Given information —
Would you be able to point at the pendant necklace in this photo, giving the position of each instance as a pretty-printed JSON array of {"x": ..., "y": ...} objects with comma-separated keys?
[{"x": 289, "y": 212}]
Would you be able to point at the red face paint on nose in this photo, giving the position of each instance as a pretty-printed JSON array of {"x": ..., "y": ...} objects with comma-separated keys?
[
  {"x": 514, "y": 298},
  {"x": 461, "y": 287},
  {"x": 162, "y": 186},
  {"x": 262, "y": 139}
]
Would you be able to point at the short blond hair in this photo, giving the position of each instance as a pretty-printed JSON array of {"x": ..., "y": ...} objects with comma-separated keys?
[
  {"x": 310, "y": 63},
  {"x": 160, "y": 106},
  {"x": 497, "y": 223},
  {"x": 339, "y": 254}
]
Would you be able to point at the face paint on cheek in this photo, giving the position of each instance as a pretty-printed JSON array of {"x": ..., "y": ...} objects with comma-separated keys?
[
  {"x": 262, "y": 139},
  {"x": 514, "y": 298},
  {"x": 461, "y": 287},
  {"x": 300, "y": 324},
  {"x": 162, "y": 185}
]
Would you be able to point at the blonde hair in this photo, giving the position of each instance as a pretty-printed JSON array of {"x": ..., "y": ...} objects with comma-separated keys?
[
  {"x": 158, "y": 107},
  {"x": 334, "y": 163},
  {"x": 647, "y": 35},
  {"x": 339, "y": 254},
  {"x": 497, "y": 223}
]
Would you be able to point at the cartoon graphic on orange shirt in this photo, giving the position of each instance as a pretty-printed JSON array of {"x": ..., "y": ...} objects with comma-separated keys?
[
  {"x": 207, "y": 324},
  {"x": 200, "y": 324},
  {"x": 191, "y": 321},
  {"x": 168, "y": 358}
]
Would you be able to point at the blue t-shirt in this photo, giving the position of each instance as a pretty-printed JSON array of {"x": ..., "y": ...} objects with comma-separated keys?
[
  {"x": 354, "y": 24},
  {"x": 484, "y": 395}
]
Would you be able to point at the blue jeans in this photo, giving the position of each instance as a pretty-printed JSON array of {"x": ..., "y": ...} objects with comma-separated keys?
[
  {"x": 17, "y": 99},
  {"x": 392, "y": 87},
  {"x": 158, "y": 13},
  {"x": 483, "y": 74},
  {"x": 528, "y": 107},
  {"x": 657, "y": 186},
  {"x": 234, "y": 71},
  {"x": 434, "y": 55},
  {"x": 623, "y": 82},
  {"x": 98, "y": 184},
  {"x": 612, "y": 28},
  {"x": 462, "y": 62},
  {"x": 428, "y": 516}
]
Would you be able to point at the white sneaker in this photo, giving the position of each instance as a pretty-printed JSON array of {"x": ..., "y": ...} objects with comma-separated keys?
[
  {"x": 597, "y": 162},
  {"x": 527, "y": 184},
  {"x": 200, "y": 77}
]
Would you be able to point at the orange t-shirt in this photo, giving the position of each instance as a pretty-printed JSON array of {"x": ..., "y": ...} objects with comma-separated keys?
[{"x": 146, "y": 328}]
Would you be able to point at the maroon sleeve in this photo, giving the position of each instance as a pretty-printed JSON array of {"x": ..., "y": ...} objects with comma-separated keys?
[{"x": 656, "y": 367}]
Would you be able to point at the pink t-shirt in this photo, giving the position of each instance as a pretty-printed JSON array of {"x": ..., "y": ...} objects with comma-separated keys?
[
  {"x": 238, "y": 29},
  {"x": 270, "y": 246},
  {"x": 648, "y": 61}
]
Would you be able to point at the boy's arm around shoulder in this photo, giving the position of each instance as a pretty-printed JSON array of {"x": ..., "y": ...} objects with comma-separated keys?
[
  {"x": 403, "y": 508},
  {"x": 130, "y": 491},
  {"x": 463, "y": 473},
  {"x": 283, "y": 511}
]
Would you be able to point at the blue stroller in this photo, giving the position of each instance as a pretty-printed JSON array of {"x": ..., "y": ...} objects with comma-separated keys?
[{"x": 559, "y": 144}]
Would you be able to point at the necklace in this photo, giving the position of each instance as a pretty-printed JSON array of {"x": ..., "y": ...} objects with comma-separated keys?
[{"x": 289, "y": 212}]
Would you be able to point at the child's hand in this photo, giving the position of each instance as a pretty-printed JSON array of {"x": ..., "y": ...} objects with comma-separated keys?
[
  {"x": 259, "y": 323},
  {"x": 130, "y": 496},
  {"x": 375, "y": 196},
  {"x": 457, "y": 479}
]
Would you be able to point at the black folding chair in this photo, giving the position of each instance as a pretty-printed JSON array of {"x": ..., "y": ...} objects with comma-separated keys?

What to work on —
Word for word, transcribe the data shown above.

Finished exercise —
Would you be able to point at the pendant necklace in this photo, giving the position of each instance as a pretty-printed JSON array of {"x": ..., "y": ...} objects with comma-separated keys?
[{"x": 289, "y": 212}]
Would you be able to point at the red face paint on nose in this photo, giving the position of each instance as a pretty-printed JSON array of {"x": ..., "y": ...} objects with comma-separated keys?
[
  {"x": 514, "y": 298},
  {"x": 461, "y": 287},
  {"x": 162, "y": 186},
  {"x": 262, "y": 139}
]
Would you be able to point at the short blond hair in this photo, giving the position of each instance as a pretty-printed JSON array of {"x": ..., "y": ...} objects with comma-separated keys?
[
  {"x": 310, "y": 63},
  {"x": 160, "y": 106},
  {"x": 497, "y": 223},
  {"x": 339, "y": 254}
]
Would you be able to point at the face paint on cheek in this photo, giving the position of each instance as a pretty-printed JSON array of {"x": ..., "y": ...} objects with comma-separated keys?
[
  {"x": 262, "y": 139},
  {"x": 514, "y": 298},
  {"x": 461, "y": 287},
  {"x": 300, "y": 324},
  {"x": 162, "y": 185}
]
Would you be able to point at the blonde hair in this photo, giving the position of each instance as a pretty-printed JSON array of {"x": ..., "y": ...} objects with comma-separated keys?
[
  {"x": 158, "y": 107},
  {"x": 334, "y": 163},
  {"x": 647, "y": 35},
  {"x": 339, "y": 254},
  {"x": 497, "y": 223}
]
Would you be able to point at the cartoon graphic on orange shirt in this photo, giving the position of each instance as a pretty-printed JSON array of {"x": ..., "y": ...} objects with comma-separated keys?
[
  {"x": 207, "y": 324},
  {"x": 200, "y": 324},
  {"x": 191, "y": 321},
  {"x": 168, "y": 358}
]
Would you be able to point at the blue t-shirt in this photo, giving the position of each instance as a pretty-printed JSON array of {"x": ..., "y": ...} objects with comma-separated keys?
[
  {"x": 354, "y": 24},
  {"x": 484, "y": 395}
]
Would you be able to point at the blue jeans in this photo, giving the position of each instance as a pretty-printed JSON array of {"x": ..., "y": ...} objects with comma-separated keys?
[
  {"x": 17, "y": 99},
  {"x": 392, "y": 87},
  {"x": 158, "y": 13},
  {"x": 483, "y": 74},
  {"x": 528, "y": 107},
  {"x": 657, "y": 186},
  {"x": 234, "y": 71},
  {"x": 434, "y": 55},
  {"x": 623, "y": 82},
  {"x": 98, "y": 184},
  {"x": 612, "y": 28},
  {"x": 462, "y": 62},
  {"x": 428, "y": 516}
]
Would you be able to point at the white sneaker in this photo, giving the position of each instance as a pretty-printed JSON array of {"x": ..., "y": ...} objects with comma-separated keys?
[
  {"x": 597, "y": 162},
  {"x": 527, "y": 184},
  {"x": 200, "y": 77}
]
Would you be able to point at the orange t-shirt in this photo, giving the position of each instance as a pretty-printed JSON array of {"x": ..., "y": ...} objects with comma-separated keys?
[{"x": 146, "y": 328}]
Would you be able to point at the maroon sleeve in this photo, giving the position of each instance as a pretty-printed JSON array of {"x": ..., "y": ...} objects with comma-separated keys?
[{"x": 656, "y": 367}]
Would you be able to point at the pink t-shirt in this photo, giving the position of each instance as a pretty-printed JSON array of {"x": ..., "y": ...} objects with comma-separated keys?
[
  {"x": 238, "y": 29},
  {"x": 270, "y": 246},
  {"x": 648, "y": 61}
]
Would you be able to point at the boy's arm around shoulder in this photo, giving the position of each instance as a pretty-printed JSON array of {"x": ..., "y": ...} objects with comma-separated keys?
[
  {"x": 403, "y": 508},
  {"x": 130, "y": 491},
  {"x": 463, "y": 473},
  {"x": 283, "y": 511}
]
Would you be able to point at the blue stroller in this photo, giving the position of each instance as a pretty-printed JSON array of {"x": ..., "y": ...} objects with comma-separated keys?
[{"x": 559, "y": 144}]
Would you be able to point at the necklace in this photo, giving the position of each instance as a pretty-printed JSON array of {"x": ..., "y": ...} objects with comma-separated keys?
[{"x": 289, "y": 212}]
Would you be able to point at the child's hand in this photo, giving the position of each instance as a pretty-printed JSON array of {"x": ..., "y": ...} objects with comma-separated keys?
[
  {"x": 259, "y": 323},
  {"x": 130, "y": 496},
  {"x": 375, "y": 196},
  {"x": 457, "y": 479}
]
Would you be able to point at the black folding chair in this photo, giving the position of each instance as a pretty-printed JSON array of {"x": ..., "y": ...} objects with comma-separated keys?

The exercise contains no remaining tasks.